-- Exercise passage --
← California Governor's Race

Becerra-Hilton Is Set, and the Money Trail Gets Messy (June 24, 2026)

June 24, 2026 · 10m 2s · Listen

Becerra versus Hilton is official — and the first thing on my desk for the general is an FPPC filing that doesn't quite say what everyone's been saying all week. If you're just joining, California's race to replace term-limited Newsom went from a 61-candidate scramble to two: Xavier Becerra and Steve Hilton. Hilton's been demanding a direct fight and slamming Becerra's business backing as establishment politics, while Becerra spent the primary locking up institutional support in the Democratic field. Now it's a five-month general. This is the California Governor's Race. Today — the structured donor map, and a step back on what a governor can actually deliver on housing. Spoiler: it's less than either of them promised. NBC News writes:

Two Democrats, former Cabinet secretary Xavier Becerra and billionaire Tom Steyer, and one Republican, Trump-endorsed commentator Steve Hilton, separated themselves from a large pack that includes Democrats like former Rep. Katie Porter, state Superintendent of Public Instruction Tony Thurmond, former Los Angeles Mayor Antonio Villaraigosa and San Jose Mayor Matt Mahan, as well as Republican Riverside County Sheriff Chad Bianco.

NBC's got it at 99% in now — Becerra 28.1, Hilton 24.7, Steyer at 22.8 and out. So that's the matchup: Becerra versus Hilton in November. Steyer misses by under two points. A billionaire's self-funded campaign falls short of the GOP guy by a point-nine. That spread says a lot. And it's a top-two system, so party never saved Steyer — Hilton just out-voted him. Two Democrats nearly locked the GOP out, and instead the GOP edged a Democrat. Here's what I'm watching — Steyer's 22.8 doesn't vanish. That's a climate-and-criminal-justice bloc with nowhere obvious to go. Becerra wants it, but does he excite it? Three-point-four points separating first and second. Anybody calling this decided in June is reading a primary turnout sheet, not a general. Exactly. Five months, a whole new electorate, and not one general-election dollar spent yet. Don't freeze this thing in amber. Here's Andy Mac at LiveNOW from FOX:

Xavier Becerra and Steve Hilton have both advanced to the November 2026 general election in the race for California Governor. This comes as the Associated Press projected Hilton to finish second and take the second and final spot in the Nov. 2026 ballot. Becerra was projected to advance on June 5.

-- Dataset entries --
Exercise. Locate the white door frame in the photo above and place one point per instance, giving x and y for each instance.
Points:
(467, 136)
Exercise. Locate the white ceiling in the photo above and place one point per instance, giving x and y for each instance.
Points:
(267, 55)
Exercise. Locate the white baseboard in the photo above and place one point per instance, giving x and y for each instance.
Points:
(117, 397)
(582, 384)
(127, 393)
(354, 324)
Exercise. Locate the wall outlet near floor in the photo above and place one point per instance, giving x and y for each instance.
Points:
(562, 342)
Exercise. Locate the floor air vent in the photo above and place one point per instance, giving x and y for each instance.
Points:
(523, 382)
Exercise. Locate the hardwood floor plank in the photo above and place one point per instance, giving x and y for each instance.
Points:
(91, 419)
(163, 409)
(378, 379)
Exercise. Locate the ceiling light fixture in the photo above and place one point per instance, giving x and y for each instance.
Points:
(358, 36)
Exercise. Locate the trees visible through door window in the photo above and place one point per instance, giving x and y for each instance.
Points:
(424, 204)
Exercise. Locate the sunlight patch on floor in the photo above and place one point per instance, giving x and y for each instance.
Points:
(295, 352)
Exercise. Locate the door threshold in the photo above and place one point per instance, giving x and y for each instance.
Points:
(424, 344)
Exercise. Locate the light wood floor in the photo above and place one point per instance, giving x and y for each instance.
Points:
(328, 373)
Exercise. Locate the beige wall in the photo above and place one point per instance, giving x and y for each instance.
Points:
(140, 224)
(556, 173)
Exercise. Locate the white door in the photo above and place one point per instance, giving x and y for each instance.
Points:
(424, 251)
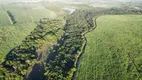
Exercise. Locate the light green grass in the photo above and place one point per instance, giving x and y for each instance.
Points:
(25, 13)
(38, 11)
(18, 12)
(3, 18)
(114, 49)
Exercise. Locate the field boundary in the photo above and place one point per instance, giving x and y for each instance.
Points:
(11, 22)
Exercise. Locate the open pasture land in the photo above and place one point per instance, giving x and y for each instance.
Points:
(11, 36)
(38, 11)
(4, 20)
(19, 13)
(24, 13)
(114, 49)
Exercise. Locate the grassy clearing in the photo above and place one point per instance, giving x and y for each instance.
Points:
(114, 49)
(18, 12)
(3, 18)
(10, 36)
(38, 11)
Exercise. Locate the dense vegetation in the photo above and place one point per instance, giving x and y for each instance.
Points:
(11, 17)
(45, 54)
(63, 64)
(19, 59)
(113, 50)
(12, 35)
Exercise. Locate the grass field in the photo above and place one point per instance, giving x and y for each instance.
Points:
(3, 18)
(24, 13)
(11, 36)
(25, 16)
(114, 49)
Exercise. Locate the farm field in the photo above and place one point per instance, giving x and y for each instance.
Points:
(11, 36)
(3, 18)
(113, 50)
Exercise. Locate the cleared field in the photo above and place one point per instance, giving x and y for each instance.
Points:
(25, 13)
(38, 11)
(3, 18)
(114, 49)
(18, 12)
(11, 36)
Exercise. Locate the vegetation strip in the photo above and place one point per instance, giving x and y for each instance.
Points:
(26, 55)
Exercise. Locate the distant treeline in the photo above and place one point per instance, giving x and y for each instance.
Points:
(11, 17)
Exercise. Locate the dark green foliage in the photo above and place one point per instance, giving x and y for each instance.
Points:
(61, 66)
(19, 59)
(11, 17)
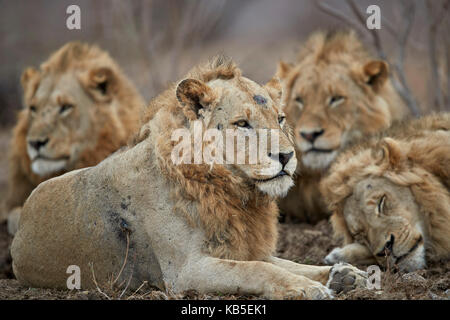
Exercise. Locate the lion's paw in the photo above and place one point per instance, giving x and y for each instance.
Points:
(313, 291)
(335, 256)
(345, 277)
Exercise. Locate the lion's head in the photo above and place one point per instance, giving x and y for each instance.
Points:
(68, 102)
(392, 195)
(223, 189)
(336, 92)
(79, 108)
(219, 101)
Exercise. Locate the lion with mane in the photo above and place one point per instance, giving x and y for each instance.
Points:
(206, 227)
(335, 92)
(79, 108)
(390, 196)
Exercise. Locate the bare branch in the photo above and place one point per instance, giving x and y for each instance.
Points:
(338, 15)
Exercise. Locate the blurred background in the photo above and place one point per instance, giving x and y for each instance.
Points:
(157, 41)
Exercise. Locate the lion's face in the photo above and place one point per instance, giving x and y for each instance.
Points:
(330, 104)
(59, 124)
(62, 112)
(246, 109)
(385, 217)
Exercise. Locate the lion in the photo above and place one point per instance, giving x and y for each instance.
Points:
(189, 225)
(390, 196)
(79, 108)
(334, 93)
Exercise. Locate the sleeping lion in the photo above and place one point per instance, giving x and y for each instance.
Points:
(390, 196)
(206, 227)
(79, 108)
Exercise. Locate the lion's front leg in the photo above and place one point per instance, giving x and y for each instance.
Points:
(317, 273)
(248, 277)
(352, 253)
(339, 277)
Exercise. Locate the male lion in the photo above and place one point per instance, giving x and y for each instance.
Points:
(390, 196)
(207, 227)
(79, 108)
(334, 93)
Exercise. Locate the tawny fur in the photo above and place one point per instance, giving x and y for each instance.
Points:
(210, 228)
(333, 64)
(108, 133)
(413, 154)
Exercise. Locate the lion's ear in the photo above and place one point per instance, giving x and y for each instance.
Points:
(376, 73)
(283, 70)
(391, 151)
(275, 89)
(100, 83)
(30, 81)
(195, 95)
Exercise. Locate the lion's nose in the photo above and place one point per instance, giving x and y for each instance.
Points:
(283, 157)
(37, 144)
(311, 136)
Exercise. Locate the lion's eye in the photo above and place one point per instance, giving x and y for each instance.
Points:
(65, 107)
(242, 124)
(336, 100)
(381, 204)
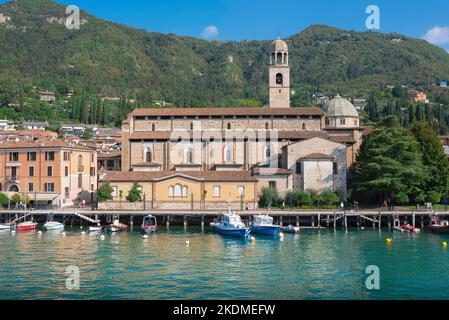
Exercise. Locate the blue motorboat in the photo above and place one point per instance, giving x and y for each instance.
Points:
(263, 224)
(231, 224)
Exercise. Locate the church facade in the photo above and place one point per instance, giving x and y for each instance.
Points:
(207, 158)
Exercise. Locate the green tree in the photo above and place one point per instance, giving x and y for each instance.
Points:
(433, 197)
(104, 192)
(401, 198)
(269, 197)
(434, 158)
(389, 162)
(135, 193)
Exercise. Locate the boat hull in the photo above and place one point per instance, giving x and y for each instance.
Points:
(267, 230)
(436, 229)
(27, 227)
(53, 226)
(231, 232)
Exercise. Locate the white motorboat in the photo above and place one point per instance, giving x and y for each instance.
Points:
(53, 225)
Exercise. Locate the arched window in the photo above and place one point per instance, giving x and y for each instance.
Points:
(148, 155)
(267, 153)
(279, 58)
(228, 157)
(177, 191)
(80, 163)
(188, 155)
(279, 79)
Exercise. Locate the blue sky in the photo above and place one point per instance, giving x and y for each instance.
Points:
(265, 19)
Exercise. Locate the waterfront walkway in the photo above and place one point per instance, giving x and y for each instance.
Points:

-- Your tasks --
1. Translate this sentence from the governor's race text into Spanish: "Becerra was projected to advance on June 5."
2. Echo the passage of the governor's race text between "Xavier Becerra and Steve Hilton have" and "advance on June 5.", inclusive.
The records are separate material and have nothing to do with the governor's race text.

-- List of answers --
1. Se proyectó que Becerra avanzaría el 5 de junio.

2.
Xavier Becerra and Steve Hilton have both advanced to the November 2026 general election in the race for California Governor. This comes as the Associated Press projected Hilton to finish second and take the second and final spot in the Nov. 2026 ballot. Becerra was projected to advance on June 5.